→ PROBLEMS TO SOLVE:
**a)** Sum up the Tiger Beer thread in two sentences.
**b)** From the Tiger Beer thread, extract everything from "Wait like your" down to "it to Singha).", word for word.

# Tiger Beer



## Rotundus (May 7, 2012)

was on the road for a few years back in the day and got through a few tiger beers whilst out east.

bought a couple of bottles today chilled 'em and they taste naff all like what i remember...

is it just me or is this brewed under licence stuff a poor imitation???


----------



## Scouse (Jan 6, 2011)

The ones I've had here in the UK taste the same as the ones I used to drink in Singapore. Try Tsing Tao. It has a similar taste, but is much less gassy. :cheers:


----------



## Faijex (Feb 27, 2011)

I've found beer can taste different from batch to batch, I could just be talking ****, but I definitely notice variations in my favourite beers. I mainly drink Belgium style beers, Hoegaarden, and my favourite from back home Blue Moon. Temperature makes a big difference too, I normally just chill mine on the windowsill, but I think I'm the only person who does that, everyone thinks I'm mad when they see my 40 of Hoedgaarden sitting by the window. I do recall having a Tiger a few months back that seemed to not be as nice as I remember the ones I'd had a couple years ago...but I don't drink too much Asian beer.


----------



## BondandBigM (Apr 4, 2007)

Yep as far as I'm aware the same stuff. I worked a stones throw from the Tiger Beer brewery. It was just round the corner. Big M and I drank gallons of the stuff in between bottles of very expensive Smirnoff and fell over a lot or just plain couldn't get up off the sun bed 

Happy Days !!!


----------



## Alas (Jun 18, 2006)

Drank the stuff while ship was in for repair in singapore in 1974. Was far too pissed to remember what it tasted like but knew enough not to buy it from the street vendors. The bottles you bought from them were full of bits and god knows what else they put in there.

Alasdair


----------



## Faijex (Feb 27, 2011)

Alas said:


> Drank the stuff while ship was in for repair in singapore in 1974. Was far too pissed to remember what it tasted like but knew enough not to buy it from the street vendors. The bottles you bought from them were full of bits and god knows what else they put in there.
> 
> Alasdair


Wait like your own boat? or were you in the Navy?


----------



## chris l (Aug 5, 2005)

Tiger's OK,, as has been said, Tsing Tsao is very good, clean. and sharp, as is Klosters, (prefer it to Singha).

Swan's good, too, and VB.

Try and find Kingston brewed Red Stripe, like many other beers, the import is better than the 'brewed under licence'.

1664 in bottles. Mmmmm.

For face down fun try Chimay!


----------



## BondandBigM (Apr 4, 2007)

Alas said:


> Drank the stuff while ship was in for repair in singapore in 1974. Was far too pissed to remember what it tasted like but knew enough not to buy it from the street vendors. The bottles you bought from them were full of bits and god knows what else they put in there.

→ DATASET EXCERPT:
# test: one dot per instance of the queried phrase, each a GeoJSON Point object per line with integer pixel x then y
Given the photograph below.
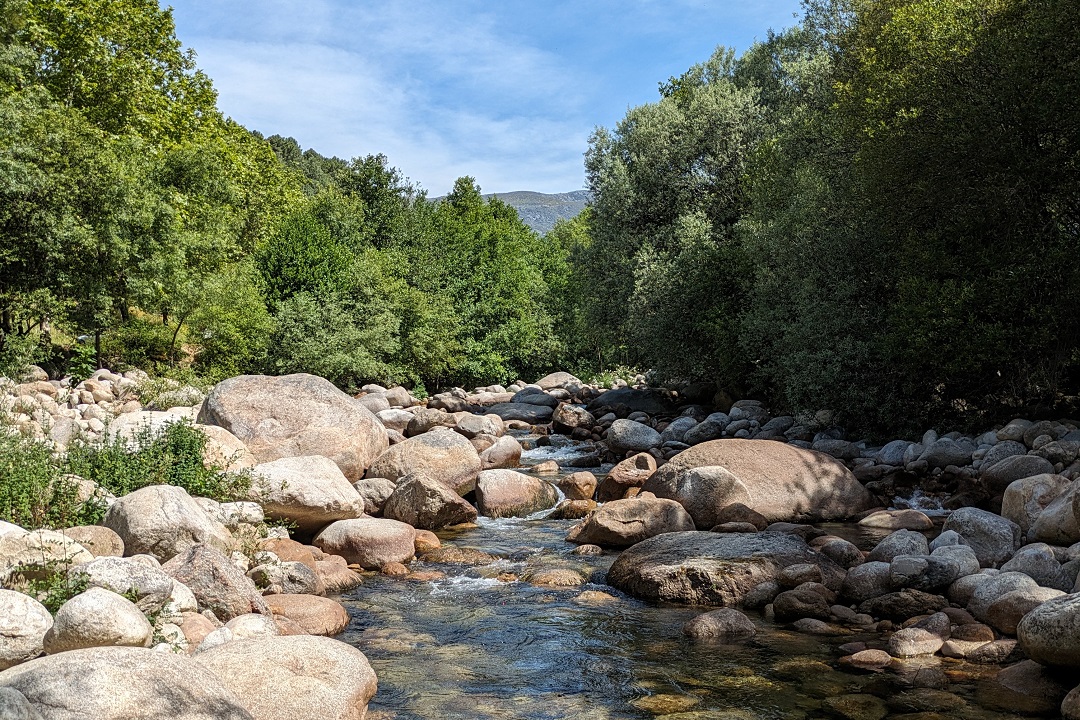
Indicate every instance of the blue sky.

→ OUTPUTS IN ORDER:
**a)** A poster who drank Tiger Beer while on the road in the East finds that bottles bought now taste nothing like the remembered ones, and asks whether the version brewed under license is a poor imitation. Replies differ: one poster says the UK bottles taste the same as those drunk in Singapore, another says beer can vary from batch to batch and with temperature, and others suggest alternatives such as Tsing Tao and Red Stripe brewed in Kingston.

**b)**
Wait like your own boat? or were you in the Navy?


----------



## chris l (Aug 5, 2005)

Tiger's OK,, as has been said, Tsing Tsao is very good, clean. and sharp, as is Klosters, (prefer it to Singha).